Among vanadium oxides, VO2 has a bilayer structure with large interlayer spacing, which facilitates the reversible insertion/extraction of K+ and endures the resulting volume expansion. Nonetheless, slow K+ diffusion kinetics and poor electronic conductivity are its main limitations. To overcome these drawbacks, Zhang’s group engineered VO2 nanorods with an amorphous surface (SA-VO2) through a facile hydrothermal reaction and subsequent chemical reduction. The intimate interaction between the crystalline VO2 core and its oxygen-defective amorphous shell creates intimate heterointerfaces that can accelerate the interfacial charge transfer and additional active sites for K+ storage. Therefore, large capacity (290 mAh g−1 at 50 mA g−1), good rate capability (179 and 141 mAh g−1, respectively, at 1 and 2 A g−1) and impressive cycle stability (86% capacity retention after 500 cycles at 0.5 A g−1) were attained with this material [174].
Motivated by this interfacial engineering, Gao’s group recently designed a VO2-V2O5 composite embedded in a 3D N-doped carbon matrix (denoted as VO2-V2O5/NC). Again, as a result of the favorable interfacial effect between the ultrasmall size of the VO2-V2O5 heterostructures, but also due to the highly conductive 3D carbon network, a distinctive K-ion storage is achieved, exhibiting high capacity, significant long-term stability (501 and 256 mAh g−1 are maintained after 120 and 1600 cycles at 0.1 and 1 A g−1, respectively), and high-rate capability (108 mAh g−1 at 10 mA g−1) [175].

Listed entries ▸
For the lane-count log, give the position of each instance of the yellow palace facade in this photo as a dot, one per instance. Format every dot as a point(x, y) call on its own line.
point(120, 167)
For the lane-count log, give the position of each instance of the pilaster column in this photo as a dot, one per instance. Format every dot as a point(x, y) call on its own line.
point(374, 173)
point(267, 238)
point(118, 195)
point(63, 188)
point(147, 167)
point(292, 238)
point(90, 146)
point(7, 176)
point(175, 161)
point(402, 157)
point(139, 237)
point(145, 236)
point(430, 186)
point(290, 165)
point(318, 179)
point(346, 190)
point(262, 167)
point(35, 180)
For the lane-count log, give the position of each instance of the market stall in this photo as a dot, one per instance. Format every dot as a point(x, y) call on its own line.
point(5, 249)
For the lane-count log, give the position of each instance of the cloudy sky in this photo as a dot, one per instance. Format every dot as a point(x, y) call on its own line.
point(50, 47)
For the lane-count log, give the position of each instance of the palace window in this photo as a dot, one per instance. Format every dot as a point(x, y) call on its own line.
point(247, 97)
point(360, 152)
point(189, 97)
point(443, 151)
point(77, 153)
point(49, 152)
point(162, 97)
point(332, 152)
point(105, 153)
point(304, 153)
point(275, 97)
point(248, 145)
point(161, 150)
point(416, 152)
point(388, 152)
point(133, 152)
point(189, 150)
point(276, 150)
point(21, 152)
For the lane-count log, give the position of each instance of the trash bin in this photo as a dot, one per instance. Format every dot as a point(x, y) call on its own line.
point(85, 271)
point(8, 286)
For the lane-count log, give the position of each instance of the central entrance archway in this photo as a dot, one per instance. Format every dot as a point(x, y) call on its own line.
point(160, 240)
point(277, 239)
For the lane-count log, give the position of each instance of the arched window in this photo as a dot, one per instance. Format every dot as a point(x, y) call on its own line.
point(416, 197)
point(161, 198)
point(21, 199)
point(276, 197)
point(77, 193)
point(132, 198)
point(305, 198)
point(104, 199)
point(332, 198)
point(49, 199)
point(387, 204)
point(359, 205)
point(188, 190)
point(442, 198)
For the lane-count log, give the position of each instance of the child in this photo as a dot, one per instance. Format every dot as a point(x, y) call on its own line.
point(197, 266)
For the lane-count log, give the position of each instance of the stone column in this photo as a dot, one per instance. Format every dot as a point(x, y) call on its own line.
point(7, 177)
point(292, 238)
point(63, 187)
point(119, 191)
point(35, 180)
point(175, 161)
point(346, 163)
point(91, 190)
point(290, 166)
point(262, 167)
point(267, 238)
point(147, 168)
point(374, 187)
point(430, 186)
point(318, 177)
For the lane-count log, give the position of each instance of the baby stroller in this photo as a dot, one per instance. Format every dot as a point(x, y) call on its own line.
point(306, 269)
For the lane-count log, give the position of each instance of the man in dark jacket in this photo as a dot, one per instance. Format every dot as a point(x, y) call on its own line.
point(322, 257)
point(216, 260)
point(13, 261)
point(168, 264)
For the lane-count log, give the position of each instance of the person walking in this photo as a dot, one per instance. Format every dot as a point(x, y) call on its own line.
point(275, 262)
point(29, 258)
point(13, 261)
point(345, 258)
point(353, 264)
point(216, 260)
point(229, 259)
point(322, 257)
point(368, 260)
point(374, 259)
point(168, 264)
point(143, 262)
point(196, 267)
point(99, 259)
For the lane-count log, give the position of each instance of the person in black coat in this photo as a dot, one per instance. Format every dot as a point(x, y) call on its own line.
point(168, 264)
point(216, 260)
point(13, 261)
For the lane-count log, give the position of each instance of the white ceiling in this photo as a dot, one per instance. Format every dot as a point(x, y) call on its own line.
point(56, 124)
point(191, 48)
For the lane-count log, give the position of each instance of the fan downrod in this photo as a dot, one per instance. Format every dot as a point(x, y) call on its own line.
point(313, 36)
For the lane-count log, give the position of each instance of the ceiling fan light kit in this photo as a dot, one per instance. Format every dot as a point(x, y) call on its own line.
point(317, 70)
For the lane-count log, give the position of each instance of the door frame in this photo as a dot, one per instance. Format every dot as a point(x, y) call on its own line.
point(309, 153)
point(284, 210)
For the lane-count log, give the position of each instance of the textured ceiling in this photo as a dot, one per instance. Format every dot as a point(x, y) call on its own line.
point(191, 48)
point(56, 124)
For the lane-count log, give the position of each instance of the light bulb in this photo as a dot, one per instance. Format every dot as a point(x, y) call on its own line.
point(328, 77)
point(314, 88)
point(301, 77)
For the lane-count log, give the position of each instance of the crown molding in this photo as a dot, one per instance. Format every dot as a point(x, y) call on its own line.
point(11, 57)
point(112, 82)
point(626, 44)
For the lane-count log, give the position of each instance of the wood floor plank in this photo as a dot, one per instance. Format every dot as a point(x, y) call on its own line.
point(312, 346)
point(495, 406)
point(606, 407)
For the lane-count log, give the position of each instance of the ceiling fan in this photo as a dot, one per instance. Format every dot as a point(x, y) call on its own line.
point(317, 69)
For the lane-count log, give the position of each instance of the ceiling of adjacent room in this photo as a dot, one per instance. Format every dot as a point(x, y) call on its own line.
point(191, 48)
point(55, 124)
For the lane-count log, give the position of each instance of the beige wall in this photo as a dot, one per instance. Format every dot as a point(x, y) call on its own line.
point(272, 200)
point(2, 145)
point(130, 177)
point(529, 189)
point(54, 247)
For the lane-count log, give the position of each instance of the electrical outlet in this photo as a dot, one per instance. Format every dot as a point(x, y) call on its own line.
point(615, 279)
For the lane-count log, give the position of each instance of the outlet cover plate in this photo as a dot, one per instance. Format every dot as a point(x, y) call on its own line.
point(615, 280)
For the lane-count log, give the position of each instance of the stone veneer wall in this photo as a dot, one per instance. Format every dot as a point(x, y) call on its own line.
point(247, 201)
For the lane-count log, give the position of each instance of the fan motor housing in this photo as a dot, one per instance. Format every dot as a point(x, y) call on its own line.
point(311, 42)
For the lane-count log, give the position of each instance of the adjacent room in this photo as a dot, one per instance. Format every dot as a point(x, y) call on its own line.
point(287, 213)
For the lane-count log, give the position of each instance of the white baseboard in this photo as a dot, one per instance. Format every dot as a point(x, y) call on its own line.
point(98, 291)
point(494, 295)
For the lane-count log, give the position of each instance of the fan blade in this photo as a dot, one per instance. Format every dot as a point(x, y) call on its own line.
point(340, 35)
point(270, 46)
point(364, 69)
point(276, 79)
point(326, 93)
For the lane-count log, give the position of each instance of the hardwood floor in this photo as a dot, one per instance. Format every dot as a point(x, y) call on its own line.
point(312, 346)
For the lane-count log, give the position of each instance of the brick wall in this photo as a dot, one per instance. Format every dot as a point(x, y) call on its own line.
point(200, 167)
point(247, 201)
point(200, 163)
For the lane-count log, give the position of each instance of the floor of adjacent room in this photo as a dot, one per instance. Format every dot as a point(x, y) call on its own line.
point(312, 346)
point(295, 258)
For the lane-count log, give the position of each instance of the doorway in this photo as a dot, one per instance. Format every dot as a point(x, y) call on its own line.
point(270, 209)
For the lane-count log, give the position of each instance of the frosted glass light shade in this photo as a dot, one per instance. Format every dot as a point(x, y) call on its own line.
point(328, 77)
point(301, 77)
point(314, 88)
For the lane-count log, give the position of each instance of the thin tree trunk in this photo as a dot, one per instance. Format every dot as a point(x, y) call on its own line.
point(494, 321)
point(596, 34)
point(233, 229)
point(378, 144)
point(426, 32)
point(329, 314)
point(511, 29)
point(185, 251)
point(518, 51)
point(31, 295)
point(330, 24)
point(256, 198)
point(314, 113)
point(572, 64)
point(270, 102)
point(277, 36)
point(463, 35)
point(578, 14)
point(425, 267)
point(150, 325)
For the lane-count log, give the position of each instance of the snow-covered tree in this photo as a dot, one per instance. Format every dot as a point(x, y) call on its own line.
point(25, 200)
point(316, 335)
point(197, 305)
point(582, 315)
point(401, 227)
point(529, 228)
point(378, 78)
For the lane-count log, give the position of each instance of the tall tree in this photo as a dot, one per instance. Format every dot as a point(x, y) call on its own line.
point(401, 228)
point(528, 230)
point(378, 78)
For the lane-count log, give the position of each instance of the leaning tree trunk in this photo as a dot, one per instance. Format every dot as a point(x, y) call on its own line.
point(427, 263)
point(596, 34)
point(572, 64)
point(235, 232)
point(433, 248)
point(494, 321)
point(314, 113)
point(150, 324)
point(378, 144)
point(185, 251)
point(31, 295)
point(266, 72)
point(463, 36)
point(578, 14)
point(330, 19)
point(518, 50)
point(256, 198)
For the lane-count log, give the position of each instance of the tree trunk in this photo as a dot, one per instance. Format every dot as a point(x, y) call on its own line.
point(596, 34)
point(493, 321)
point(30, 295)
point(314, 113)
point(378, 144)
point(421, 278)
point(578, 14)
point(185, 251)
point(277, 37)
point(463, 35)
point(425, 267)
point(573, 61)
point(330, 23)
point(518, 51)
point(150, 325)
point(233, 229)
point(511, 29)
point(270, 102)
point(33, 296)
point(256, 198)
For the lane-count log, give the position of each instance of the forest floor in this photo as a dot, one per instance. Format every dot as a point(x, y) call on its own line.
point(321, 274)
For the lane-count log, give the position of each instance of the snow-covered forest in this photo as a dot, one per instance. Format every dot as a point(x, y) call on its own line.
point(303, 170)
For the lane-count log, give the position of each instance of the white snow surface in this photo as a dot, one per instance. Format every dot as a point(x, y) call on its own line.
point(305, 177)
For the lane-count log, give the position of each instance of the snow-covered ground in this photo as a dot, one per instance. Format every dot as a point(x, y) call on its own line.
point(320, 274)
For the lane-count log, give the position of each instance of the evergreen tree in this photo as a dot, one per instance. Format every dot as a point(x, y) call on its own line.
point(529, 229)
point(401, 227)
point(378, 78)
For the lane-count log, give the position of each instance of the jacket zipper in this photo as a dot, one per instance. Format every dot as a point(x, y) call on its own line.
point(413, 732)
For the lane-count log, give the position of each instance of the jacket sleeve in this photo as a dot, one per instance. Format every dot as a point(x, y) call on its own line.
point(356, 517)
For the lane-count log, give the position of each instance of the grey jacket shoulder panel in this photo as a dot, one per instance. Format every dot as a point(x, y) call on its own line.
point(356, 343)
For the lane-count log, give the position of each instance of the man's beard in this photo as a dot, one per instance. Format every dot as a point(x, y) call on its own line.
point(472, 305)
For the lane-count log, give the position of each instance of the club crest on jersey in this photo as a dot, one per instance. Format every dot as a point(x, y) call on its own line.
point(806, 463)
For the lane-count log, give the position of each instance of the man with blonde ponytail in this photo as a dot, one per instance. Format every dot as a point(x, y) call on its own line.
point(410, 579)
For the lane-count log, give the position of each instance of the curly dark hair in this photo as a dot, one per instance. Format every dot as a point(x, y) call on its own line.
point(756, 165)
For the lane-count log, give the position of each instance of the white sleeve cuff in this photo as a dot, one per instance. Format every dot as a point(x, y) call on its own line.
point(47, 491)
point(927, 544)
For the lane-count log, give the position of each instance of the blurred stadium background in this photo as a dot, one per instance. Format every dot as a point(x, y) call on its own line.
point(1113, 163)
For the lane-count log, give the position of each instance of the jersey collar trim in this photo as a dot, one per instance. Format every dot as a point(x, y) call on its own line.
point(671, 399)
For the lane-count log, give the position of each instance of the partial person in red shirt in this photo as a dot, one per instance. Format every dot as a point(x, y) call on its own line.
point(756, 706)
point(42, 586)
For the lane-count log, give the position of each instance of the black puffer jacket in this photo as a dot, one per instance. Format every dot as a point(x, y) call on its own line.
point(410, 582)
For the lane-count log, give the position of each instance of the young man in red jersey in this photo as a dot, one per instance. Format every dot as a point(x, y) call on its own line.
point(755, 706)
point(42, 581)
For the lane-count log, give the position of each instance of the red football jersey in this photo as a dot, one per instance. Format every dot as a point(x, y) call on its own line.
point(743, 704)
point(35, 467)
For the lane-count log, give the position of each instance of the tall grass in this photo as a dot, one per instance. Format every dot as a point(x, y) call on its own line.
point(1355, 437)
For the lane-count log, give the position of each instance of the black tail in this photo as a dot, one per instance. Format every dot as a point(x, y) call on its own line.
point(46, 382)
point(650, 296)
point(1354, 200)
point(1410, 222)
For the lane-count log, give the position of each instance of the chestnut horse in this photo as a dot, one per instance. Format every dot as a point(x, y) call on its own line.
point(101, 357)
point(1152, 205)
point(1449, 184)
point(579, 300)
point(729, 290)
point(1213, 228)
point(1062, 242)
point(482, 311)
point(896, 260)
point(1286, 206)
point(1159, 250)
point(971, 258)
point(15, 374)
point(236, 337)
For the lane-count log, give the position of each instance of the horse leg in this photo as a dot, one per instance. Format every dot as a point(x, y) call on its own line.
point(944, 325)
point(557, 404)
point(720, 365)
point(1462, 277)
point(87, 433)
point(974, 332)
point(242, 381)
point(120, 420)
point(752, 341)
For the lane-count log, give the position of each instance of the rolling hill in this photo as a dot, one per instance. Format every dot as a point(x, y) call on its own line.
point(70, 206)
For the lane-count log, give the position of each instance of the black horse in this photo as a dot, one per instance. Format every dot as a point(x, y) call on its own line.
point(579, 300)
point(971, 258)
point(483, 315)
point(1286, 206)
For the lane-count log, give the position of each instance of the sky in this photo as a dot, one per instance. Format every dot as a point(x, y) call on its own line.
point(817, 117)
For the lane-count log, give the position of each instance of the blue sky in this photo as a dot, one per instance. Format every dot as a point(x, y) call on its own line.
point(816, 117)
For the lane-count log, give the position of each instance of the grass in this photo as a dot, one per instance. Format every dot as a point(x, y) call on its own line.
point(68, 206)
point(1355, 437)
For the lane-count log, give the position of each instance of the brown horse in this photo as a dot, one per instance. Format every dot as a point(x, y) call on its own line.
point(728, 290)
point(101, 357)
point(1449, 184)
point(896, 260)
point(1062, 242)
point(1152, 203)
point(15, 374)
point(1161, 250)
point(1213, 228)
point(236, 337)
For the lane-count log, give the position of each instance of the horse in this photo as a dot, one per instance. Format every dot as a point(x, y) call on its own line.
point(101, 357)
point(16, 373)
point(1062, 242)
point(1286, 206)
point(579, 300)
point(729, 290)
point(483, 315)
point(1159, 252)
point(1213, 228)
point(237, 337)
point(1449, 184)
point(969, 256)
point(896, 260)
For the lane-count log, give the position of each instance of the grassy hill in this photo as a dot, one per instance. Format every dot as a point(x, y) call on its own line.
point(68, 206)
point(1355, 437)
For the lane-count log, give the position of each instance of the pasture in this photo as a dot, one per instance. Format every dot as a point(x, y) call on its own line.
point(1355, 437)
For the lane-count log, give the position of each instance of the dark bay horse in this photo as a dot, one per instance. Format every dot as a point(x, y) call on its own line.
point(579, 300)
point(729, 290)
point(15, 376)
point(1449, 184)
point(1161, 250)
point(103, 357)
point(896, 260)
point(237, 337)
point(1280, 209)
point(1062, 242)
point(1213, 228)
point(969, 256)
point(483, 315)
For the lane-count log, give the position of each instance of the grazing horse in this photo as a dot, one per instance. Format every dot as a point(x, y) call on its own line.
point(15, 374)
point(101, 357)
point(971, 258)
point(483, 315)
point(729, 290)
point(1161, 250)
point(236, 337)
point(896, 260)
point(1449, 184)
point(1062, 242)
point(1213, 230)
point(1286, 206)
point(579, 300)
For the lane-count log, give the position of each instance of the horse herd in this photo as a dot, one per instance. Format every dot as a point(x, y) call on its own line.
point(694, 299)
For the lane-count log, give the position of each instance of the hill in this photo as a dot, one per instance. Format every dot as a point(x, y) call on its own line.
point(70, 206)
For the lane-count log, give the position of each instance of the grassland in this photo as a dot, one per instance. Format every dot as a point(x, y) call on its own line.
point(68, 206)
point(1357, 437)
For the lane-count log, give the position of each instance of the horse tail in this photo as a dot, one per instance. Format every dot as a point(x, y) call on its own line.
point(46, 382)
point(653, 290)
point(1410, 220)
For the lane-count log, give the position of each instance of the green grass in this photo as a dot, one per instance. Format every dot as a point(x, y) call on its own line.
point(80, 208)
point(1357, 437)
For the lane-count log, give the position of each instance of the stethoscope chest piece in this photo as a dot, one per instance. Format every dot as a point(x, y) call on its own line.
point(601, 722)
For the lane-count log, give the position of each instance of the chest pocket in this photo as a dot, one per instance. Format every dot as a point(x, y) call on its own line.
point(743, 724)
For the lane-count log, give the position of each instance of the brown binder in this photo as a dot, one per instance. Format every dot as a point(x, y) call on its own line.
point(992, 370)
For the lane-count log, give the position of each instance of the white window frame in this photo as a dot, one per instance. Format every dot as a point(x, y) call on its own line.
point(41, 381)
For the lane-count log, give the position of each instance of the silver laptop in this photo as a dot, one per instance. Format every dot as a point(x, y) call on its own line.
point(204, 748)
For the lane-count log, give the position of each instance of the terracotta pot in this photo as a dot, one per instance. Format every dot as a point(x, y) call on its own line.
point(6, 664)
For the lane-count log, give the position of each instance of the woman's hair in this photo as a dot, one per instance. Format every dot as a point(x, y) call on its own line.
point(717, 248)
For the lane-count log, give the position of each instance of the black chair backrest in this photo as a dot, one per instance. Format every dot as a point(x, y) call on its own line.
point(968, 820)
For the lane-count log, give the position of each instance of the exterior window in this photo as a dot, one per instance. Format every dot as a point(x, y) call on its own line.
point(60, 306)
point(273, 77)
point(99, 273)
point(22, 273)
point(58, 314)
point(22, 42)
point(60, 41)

What is expected ▸
Transcribe the stretch of the vanadium oxide passage above from "Motivated by this" through "mA g−1) [175].", keeping every word, symbol and figure unchanged.

Exercise answer ▸
Motivated by this interfacial engineering, Gao’s group recently designed a VO2-V2O5 composite embedded in a 3D N-doped carbon matrix (denoted as VO2-V2O5/NC). Again, as a result of the favorable interfacial effect between the ultrasmall size of the VO2-V2O5 heterostructures, but also due to the highly conductive 3D carbon network, a distinctive K-ion storage is achieved, exhibiting high capacity, significant long-term stability (501 and 256 mAh g−1 are maintained after 120 and 1600 cycles at 0.1 and 1 A g−1, respectively), and high-rate capability (108 mAh g−1 at 10 mA g−1) [175].